• _Items listed in a dataset_:
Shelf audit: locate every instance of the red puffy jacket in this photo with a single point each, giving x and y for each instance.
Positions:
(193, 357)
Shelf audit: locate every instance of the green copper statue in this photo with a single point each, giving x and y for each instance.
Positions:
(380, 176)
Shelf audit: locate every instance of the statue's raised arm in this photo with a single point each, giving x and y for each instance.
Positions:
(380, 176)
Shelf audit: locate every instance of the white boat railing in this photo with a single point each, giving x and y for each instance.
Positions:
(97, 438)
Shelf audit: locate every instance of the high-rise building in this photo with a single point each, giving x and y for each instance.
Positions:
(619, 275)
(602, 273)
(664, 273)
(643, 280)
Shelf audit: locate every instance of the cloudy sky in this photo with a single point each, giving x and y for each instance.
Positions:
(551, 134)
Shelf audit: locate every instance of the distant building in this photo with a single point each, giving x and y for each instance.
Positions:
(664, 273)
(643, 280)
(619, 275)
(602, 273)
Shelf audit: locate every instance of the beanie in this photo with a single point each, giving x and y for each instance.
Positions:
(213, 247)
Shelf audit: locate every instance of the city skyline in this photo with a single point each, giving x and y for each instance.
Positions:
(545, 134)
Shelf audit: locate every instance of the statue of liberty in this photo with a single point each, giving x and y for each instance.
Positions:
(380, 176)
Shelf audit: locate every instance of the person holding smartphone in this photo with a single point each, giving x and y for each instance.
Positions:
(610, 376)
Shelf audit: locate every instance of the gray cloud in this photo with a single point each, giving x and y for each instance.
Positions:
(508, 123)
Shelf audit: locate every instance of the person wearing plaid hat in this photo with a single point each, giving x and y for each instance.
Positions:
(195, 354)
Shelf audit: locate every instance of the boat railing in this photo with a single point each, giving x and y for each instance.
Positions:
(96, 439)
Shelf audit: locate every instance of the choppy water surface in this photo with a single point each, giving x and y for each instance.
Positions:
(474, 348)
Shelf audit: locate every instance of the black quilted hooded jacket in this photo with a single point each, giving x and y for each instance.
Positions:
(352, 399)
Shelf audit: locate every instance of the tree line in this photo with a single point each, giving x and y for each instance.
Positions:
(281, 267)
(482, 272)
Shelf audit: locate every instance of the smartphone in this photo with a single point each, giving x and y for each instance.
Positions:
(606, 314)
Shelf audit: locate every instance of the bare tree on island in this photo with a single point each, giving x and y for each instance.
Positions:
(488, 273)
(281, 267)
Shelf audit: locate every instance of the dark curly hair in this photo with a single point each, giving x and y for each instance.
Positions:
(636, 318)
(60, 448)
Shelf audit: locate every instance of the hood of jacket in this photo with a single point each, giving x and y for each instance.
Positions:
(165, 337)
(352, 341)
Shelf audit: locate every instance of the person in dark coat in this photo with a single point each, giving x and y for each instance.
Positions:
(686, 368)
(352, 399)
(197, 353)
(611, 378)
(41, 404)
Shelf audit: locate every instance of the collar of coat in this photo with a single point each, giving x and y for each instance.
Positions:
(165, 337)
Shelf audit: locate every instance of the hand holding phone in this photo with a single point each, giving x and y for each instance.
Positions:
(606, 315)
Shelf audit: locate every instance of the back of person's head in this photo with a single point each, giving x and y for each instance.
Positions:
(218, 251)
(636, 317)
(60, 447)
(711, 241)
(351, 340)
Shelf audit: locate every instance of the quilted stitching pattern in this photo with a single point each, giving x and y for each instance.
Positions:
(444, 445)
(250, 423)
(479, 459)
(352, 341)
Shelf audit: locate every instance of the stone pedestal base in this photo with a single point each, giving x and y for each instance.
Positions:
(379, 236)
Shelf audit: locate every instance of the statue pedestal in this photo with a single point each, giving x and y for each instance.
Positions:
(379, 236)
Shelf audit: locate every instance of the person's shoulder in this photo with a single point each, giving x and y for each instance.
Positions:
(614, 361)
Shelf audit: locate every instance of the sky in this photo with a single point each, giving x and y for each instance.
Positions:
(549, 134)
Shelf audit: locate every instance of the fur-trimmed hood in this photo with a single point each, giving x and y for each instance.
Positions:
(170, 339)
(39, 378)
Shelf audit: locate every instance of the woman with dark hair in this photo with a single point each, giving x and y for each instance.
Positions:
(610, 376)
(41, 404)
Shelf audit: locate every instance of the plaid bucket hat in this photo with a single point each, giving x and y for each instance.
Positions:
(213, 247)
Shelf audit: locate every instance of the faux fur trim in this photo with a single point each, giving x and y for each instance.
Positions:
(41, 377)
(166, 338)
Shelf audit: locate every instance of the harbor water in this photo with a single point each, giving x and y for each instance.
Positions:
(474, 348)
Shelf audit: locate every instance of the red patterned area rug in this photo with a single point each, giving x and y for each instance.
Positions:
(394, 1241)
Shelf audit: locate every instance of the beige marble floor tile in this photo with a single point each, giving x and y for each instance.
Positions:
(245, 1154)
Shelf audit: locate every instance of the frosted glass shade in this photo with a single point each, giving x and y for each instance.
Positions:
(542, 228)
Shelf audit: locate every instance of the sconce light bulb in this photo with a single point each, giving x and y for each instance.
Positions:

---

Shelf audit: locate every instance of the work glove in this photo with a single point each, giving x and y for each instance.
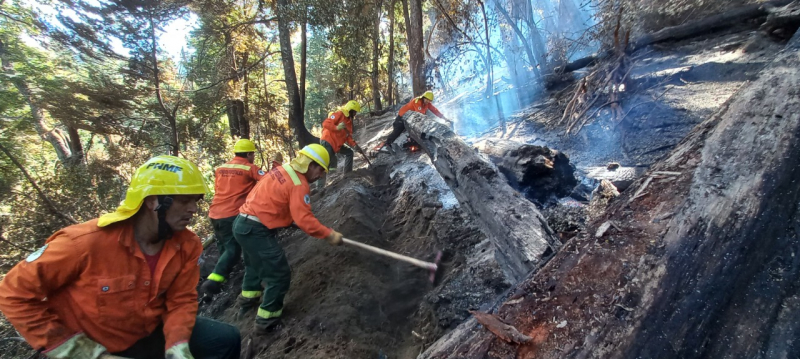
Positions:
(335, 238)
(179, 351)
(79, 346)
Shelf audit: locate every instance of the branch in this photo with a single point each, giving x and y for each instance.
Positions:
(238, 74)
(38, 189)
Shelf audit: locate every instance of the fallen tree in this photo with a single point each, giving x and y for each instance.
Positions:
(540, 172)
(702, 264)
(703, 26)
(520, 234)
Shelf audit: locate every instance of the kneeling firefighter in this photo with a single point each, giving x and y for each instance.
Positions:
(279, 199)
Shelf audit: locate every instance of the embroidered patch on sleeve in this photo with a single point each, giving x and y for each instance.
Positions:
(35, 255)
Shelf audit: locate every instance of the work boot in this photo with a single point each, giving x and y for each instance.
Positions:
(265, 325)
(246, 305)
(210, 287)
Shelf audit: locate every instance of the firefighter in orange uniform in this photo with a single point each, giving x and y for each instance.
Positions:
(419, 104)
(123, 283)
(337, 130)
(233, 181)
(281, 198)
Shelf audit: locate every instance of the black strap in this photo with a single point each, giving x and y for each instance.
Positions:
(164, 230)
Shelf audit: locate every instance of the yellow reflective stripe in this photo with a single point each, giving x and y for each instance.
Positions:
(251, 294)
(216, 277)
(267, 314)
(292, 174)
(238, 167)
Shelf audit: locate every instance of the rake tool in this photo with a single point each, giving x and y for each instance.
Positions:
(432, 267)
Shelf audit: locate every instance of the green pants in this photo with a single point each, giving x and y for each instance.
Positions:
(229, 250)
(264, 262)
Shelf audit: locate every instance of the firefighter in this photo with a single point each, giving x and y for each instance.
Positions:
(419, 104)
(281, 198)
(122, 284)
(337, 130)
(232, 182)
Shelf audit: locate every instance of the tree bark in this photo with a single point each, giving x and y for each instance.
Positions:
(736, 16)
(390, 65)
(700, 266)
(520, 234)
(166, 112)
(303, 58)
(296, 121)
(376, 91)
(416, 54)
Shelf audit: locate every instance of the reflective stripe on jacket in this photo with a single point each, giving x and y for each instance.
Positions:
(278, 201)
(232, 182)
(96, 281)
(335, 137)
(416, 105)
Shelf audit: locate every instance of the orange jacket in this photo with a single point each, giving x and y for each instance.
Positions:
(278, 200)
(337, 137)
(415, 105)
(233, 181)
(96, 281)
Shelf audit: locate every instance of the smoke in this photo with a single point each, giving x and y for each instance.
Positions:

* * *

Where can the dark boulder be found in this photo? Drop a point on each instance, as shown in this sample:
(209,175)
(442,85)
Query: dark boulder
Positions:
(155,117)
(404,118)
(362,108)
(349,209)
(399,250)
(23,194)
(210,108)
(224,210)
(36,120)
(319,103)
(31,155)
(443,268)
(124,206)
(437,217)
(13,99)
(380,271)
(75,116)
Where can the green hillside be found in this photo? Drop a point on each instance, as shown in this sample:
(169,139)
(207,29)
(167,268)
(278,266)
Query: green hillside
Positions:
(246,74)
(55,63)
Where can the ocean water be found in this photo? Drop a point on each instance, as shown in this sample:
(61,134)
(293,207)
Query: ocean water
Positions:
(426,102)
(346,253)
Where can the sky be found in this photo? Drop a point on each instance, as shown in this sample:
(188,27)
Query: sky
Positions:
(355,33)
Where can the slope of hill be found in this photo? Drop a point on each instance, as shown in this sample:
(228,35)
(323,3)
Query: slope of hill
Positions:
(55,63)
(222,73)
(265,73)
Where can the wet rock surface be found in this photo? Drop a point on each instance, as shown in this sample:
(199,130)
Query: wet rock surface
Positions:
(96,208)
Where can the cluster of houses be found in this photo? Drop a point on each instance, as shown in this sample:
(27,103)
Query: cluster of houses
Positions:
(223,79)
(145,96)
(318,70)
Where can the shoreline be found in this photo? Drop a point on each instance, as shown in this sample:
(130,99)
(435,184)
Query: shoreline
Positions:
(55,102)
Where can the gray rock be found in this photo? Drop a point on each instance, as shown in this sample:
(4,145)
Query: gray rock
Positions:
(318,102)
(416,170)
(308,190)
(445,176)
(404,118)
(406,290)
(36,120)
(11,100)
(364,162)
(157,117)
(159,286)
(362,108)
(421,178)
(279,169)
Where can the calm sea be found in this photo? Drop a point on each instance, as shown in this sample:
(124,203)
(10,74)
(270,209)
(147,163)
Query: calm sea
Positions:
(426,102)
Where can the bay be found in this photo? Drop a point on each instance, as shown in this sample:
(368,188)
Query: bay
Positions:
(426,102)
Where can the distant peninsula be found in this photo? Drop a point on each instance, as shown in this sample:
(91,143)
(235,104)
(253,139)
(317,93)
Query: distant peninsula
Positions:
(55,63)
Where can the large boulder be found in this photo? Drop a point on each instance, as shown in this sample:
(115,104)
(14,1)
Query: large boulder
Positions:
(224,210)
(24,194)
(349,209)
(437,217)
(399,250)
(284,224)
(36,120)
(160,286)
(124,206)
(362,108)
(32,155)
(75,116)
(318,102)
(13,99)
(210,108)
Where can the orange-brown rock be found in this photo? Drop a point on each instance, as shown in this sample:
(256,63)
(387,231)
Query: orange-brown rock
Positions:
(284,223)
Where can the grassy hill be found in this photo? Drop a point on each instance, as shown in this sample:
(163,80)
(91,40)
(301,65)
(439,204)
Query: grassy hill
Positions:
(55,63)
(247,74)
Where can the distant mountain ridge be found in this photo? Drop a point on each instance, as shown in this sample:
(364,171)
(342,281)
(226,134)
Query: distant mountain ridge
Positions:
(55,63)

• _TASK INSTRUCTIONS_:
Count the lines of the records above that contain the string "orange", treating uppercase and lowercase as different. Reply with the number alone.

• _TASK ANSWER_:
4